[Start of Attachment]
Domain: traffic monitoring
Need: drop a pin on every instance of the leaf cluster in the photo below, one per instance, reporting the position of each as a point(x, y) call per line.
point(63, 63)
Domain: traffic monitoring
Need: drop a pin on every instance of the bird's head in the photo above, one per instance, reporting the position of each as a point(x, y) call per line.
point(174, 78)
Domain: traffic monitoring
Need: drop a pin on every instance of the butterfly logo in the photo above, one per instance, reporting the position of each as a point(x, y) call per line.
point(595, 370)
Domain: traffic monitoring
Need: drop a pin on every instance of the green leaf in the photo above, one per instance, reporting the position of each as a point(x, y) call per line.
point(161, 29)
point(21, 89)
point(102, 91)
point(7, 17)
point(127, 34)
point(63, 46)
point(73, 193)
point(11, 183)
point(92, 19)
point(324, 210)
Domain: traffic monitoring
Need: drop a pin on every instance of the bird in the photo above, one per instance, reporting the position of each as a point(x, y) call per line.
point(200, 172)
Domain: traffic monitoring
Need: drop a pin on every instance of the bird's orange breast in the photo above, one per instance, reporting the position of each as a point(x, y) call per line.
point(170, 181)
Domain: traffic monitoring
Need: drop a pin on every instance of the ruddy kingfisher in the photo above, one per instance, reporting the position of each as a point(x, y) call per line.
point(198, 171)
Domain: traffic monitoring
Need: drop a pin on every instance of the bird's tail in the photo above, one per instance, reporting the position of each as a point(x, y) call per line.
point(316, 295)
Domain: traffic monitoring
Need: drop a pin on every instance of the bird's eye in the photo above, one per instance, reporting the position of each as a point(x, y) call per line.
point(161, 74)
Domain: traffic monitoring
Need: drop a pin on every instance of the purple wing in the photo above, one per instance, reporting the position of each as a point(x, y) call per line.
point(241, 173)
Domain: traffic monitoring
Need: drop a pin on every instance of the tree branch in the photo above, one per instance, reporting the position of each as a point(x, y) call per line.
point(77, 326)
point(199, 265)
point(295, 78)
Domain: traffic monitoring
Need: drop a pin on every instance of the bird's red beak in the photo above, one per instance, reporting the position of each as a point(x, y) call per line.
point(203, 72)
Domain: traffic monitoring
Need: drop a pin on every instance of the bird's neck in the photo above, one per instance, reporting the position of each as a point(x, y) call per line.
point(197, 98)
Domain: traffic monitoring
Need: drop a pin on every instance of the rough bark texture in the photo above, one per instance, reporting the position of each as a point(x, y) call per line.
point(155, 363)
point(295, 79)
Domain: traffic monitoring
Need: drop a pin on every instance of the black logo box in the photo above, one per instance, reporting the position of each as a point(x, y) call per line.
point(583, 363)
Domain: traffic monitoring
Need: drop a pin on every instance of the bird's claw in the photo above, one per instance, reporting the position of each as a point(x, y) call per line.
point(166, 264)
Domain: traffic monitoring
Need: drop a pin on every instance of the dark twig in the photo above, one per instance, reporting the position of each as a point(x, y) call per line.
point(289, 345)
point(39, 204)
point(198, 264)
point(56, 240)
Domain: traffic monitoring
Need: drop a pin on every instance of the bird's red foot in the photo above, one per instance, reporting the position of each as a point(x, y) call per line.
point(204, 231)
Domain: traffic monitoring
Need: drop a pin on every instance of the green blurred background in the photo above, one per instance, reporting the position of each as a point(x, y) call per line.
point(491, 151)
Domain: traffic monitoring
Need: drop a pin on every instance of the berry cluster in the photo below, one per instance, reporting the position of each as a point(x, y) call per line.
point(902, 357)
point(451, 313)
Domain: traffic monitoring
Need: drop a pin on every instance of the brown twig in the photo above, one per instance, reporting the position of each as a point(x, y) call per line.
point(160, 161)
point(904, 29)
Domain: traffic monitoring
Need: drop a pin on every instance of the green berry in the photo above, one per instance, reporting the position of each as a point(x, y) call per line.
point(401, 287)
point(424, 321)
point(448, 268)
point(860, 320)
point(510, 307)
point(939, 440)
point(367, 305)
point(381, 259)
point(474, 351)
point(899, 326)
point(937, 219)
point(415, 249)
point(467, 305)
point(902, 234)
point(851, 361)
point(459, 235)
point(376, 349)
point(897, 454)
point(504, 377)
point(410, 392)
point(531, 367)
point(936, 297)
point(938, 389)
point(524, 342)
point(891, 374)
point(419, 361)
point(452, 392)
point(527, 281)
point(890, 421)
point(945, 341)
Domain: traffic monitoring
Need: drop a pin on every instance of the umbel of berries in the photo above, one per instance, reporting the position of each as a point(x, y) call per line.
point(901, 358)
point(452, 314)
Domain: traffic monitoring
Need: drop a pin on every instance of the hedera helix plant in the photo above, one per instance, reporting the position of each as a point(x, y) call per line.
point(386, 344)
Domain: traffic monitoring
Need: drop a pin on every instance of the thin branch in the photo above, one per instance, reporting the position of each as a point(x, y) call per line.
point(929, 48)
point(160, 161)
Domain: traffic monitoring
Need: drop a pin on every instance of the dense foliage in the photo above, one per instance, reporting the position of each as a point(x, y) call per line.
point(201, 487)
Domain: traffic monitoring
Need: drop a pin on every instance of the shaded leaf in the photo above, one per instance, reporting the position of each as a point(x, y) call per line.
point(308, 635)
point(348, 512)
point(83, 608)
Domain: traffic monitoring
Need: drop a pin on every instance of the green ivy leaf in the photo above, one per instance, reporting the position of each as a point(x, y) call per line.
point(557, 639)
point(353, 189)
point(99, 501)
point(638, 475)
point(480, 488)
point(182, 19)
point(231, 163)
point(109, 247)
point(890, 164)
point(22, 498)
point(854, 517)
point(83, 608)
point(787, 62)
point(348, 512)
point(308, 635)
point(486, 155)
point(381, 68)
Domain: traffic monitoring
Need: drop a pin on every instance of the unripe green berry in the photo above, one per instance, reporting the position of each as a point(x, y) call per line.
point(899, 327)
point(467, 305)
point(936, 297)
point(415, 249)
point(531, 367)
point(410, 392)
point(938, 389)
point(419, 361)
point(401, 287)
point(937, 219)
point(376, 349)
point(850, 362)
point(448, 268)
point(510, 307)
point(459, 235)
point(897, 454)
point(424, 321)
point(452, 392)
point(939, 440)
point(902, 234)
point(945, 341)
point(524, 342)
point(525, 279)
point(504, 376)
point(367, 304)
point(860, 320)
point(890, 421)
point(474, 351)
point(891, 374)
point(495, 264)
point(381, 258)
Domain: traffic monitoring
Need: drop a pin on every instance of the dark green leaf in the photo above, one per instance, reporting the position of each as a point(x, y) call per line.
[End of Attachment]
● AIM OF THE EXERCISE
The output should be a character-exact copy of all entries.

● SOLUTION
Domain: traffic monitoring
Need: drop a pin on every instance of the leaf cluster in the photo below, one per instance, reporting the position of each as a point(x, y) call per line.
point(63, 63)
Domain: traffic monitoring
Need: drop a pin on every instance of the bird's head in the photo above, one per instance, reporting the position of each as a point(x, y) call per line.
point(174, 78)
Domain: traffic monitoring
Need: drop a pin on every instance of the butterfly logo in the photo above, one per instance, reporting the position of each as a point(x, y) call per line.
point(595, 370)
Domain: traffic monitoring
Need: drop a pin on every instance of the green leaf in the photo above, one per instance, reporting the position of each as a point(x, y) call per line.
point(161, 29)
point(21, 89)
point(102, 91)
point(7, 17)
point(127, 34)
point(63, 46)
point(73, 193)
point(11, 183)
point(92, 19)
point(324, 210)
Domain: traffic monitoring
Need: drop a pin on every instance of the bird in the photo above, one per instance, reporting the position of each as a point(x, y) call per line.
point(200, 172)
Domain: traffic monitoring
Need: drop a pin on every instance of the bird's orange breast in the photo above, one per instance, reporting the position of each as a point(x, y) call per line.
point(170, 181)
Domain: traffic monitoring
Need: drop a pin on every instance of the ruddy kingfisher in the photo above, one per instance, reporting the position of each as a point(x, y) call per line.
point(198, 171)
Domain: traffic monitoring
Need: drop a pin on every instance of the bird's tail in the photo above, one per instance, reporting the position of each as a point(x, y) call per line.
point(316, 295)
Domain: traffic monitoring
Need: drop a pin on every instance of the bird's eye in the photo above, one per instance, reporting the position of each as a point(x, y) call per line.
point(161, 74)
Domain: traffic monitoring
Need: drop a pin on every instance of the purple wing in the photo above, one per instance, reporting the position of each as a point(x, y) call per line.
point(241, 173)
Domain: traffic monitoring
Need: drop a pin on every instance of the tree branch in the photo above, one per instance, reporting the position of each as a point(x, y) call per line.
point(77, 326)
point(199, 265)
point(295, 78)
Domain: traffic monitoring
Need: drop a pin on every instance of the bird's red beak in the photo above, one per instance, reporting the position of each as a point(x, y) call per line.
point(203, 72)
Domain: traffic monitoring
Need: drop a pin on every instance of the bird's neck in the photo above, one per instance, reporting the position of each as a point(x, y) call per line.
point(197, 98)
Domain: traffic monitoring
Need: drop a pin on every instance of the rough bark texture in the photo above, one per instance, reporting the position of each as a point(x, y) call per line.
point(155, 363)
point(295, 79)
Domain: traffic monitoring
Need: drop a pin on every instance of the black logo box in the photo above, one per instance, reporting the position of each as a point(x, y) call per line.
point(583, 363)
Domain: traffic monitoring
Need: drop a pin on every instance of the bird's claw in the photo above, one per instance, reporting the position of each as a point(x, y) call per line.
point(166, 264)
Domain: traffic monitoring
Need: drop a pin on every instance of the dark twig in the photo above, one per instance, reporting the position of each as a point(x, y) call per line.
point(289, 345)
point(39, 204)
point(198, 264)
point(56, 240)
Domain: traffic monitoring
Need: drop a pin on every instance of the bird's red foot in the photo above, one per instance, reporting the position of each as a point(x, y) call per line.
point(204, 231)
Domain: traffic monitoring
Need: drop a pin on every instance of the green blurred background in the photo above, one per instance, reporting the position of each as a point(x, y) call per line.
point(491, 151)
Domain: traffic monitoring
Need: drop a pin on every instance of the berry cluster in the photo below, one per instance, reporting the position of each as a point(x, y) call per line.
point(902, 357)
point(451, 313)
Domain: traffic monitoring
Need: drop a pin on every instance of the brown twig in the photo above, one per instance, reporting the position of each as a point(x, y) call per line.
point(160, 161)
point(904, 29)
Domain: traffic monitoring
Need: drop a pin on every instance of the green berry in the photo above, one per instance, reporting the position of each as a point(x, y) call per line.
point(401, 287)
point(424, 321)
point(448, 268)
point(860, 320)
point(510, 307)
point(939, 440)
point(367, 305)
point(381, 259)
point(474, 351)
point(899, 326)
point(937, 219)
point(415, 249)
point(467, 305)
point(902, 234)
point(851, 361)
point(459, 235)
point(376, 349)
point(897, 454)
point(504, 377)
point(410, 392)
point(531, 367)
point(936, 297)
point(938, 389)
point(524, 342)
point(891, 374)
point(419, 361)
point(452, 392)
point(527, 281)
point(890, 421)
point(945, 341)
Domain: traffic monitoring
Need: drop a pin on every instance of the umbel of berries in the photo above, one per instance, reporting the position of each as a point(x, y) call per line.
point(901, 358)
point(452, 314)
Domain: traffic monitoring
Need: drop a pin on every instance of the hedera helix plant in the photo above, one per instance, reporting the position of each as a point(x, y) call per line.
point(386, 344)
Domain: traffic monitoring
Need: drop a pin on every instance of the thin branch in the photo above, one per instance, reporting the position of each as a point(x, y) call per line.
point(929, 48)
point(160, 161)
Domain: traffic monitoring
Need: drop a pin on every instance of the dense foliage in the photo above, one per instance, reporting the position of each as a point(x, y) call per line.
point(201, 487)
Domain: traffic monitoring
Need: drop a pin on every instance of the shaded leaf in the photo above, one per instance, reporting the position of each as a point(x, y) call per line.
point(308, 635)
point(348, 512)
point(83, 608)
Domain: traffic monitoring
Need: drop a pin on every instance of the green ivy leaf in the photo above, one per instance, reporting the position of each as a point(x, y) call per line.
point(557, 639)
point(353, 189)
point(99, 501)
point(638, 475)
point(480, 488)
point(182, 19)
point(231, 163)
point(109, 247)
point(890, 164)
point(22, 498)
point(854, 517)
point(83, 608)
point(787, 62)
point(348, 512)
point(308, 635)
point(486, 155)
point(381, 68)
Domain: traffic monitoring
Need: drop a pin on every instance of the unripe green berry in the photo above, one per instance, reporting the position of each as a point(x, y) call per line.
point(899, 327)
point(467, 305)
point(936, 297)
point(415, 249)
point(531, 367)
point(410, 392)
point(938, 389)
point(419, 361)
point(401, 287)
point(937, 219)
point(376, 349)
point(850, 362)
point(448, 268)
point(510, 307)
point(459, 235)
point(897, 454)
point(424, 321)
point(452, 392)
point(939, 440)
point(902, 234)
point(945, 341)
point(524, 342)
point(525, 279)
point(504, 376)
point(367, 304)
point(860, 320)
point(890, 421)
point(474, 351)
point(891, 374)
point(495, 264)
point(381, 258)
Domain: traffic monitoring
Need: drop a pin on every instance of the dark green leaf in the photo above, one per instance, reporting the position of each as a point(x, y) call per line.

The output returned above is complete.